Kaynak metin>
________________________
Kitap: Küçük Prens
Yazar: Antoine De Saint-Exupery
Çeviri: Sumru Ağıryürüyen
Sayfa: 95 Baskı: 22
Yayınevi: Mavibulut Yayıncılık
Büyükler rakamlara bayılırlar. Diyelim, yeni arkadaşınızdan söz ettiniz; asla işin özünü merak etmezler. Örneğin; ''Ses tonu nasıl? Hangi oyunları seviyor? Kelebek koleksiyonu var mı?'' diye sormazlar asla. Onun yerine, ''Kaç yaşında? Kaç kardeşi var? Kaç kilo? Babası kaç para kazanıyor?'' derler. (Syf 19)
İnsanın dostunu unutması çok acı bir şey. Herkesin dostu olmaz. Eğer dostumu unutursam, rakamlardan başka bir şeyle ilgilenmeyen büyüklere benzerim. (Syf 20)
Herkesten verebileceği kadarını istemek gerek. Otorite her şeyden önce mantık ister. (Syf 40)
Kişinin kendi kendini yargılaması, başkalarını yargılamasından çok daha güçtür. Kendi kendini yargılamayı beceriyorsan, hakikaten bilge bir kişisin demektir. (Syf 41)
Kendini beğenmiş kişiler, herkesin kendilerine hayran olduğunu sanırlar. (Syf 42)
Kendini beğenmiş kişiler, övgüden başka bir şeye kulak vermezler. (Syf 43)
''Ne yapıyorsun burada?'' diye sordu ona.
________________________
Kayıtlı satırlar>
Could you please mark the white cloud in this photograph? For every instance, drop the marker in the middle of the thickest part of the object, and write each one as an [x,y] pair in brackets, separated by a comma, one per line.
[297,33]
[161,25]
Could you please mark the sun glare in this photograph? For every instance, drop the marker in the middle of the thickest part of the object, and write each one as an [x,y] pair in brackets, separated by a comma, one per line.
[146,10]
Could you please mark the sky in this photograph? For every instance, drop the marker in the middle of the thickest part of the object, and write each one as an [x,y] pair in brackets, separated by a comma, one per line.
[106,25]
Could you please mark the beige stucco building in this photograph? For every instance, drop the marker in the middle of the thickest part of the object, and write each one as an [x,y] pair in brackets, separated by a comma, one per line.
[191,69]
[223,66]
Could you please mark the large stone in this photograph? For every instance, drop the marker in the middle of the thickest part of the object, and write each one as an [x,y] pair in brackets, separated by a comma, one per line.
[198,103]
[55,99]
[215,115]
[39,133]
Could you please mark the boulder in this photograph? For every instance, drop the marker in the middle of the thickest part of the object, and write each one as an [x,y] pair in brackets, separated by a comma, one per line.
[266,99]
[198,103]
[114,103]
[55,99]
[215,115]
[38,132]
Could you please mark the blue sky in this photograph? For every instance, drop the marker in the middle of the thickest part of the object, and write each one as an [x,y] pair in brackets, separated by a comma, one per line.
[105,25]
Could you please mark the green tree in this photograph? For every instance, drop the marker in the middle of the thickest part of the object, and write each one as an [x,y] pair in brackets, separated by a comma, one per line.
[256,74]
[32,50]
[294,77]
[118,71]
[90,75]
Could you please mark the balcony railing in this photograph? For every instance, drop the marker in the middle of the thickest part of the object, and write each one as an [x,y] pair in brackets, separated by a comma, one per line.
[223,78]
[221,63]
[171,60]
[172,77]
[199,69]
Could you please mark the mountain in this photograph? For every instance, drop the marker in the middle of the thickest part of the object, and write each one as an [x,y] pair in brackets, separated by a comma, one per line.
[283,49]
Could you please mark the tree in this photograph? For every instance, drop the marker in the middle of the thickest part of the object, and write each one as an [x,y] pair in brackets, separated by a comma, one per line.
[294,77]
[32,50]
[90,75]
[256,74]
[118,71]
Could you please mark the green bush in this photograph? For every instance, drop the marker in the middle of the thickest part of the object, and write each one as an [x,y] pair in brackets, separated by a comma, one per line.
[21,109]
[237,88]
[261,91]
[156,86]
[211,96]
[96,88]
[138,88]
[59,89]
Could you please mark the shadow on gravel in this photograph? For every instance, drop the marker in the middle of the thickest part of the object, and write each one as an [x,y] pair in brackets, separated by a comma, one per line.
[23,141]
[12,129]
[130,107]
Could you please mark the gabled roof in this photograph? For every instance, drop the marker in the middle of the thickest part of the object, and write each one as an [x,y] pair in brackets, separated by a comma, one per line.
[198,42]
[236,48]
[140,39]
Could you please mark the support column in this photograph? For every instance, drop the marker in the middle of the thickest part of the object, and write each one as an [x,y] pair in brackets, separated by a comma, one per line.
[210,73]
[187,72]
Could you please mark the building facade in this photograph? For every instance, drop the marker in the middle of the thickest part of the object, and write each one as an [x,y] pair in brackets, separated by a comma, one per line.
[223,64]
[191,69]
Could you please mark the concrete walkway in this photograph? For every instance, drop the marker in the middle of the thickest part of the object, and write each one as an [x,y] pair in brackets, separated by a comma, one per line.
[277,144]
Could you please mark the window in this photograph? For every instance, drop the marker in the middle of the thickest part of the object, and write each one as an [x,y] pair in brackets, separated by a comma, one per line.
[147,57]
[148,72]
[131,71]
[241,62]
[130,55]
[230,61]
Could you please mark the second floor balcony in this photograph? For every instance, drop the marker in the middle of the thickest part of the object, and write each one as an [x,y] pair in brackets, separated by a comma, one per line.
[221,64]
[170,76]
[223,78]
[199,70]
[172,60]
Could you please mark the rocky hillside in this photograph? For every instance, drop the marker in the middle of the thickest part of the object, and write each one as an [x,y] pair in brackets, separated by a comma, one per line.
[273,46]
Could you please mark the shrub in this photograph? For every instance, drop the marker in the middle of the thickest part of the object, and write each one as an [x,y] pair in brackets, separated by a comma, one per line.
________________________
Yapılacak görevler>
(A) Küçük Prens alıntılarına göre otorite her şeyden önce ne ister?
(B) Lütfen Küçük Prens alıntılarında "İnsanın dostunu unutması" ile "demektir. (Syf 41)" arasındaki bölümü, bu ikisi de dahil, harfi harfine yinele.

Görev yanıtları>
(A) Otorite her şeyden önce mantık ister.

(B)
İnsanın dostunu unutması çok acı bir şey. Herkesin dostu olmaz. Eğer dostumu unutursam, rakamlardan başka bir şeyle ilgilenmeyen büyüklere benzerim. (Syf 20)
Herkesten verebileceği kadarını istemek gerek. Otorite her şeyden önce mantık ister. (Syf 40)
Kişinin kendi kendini yargılaması, başkalarını yargılamasından çok daha güçtür. Kendi kendini yargılamayı beceriyorsan, hakikaten bilge bir kişisin demektir. (Syf 41)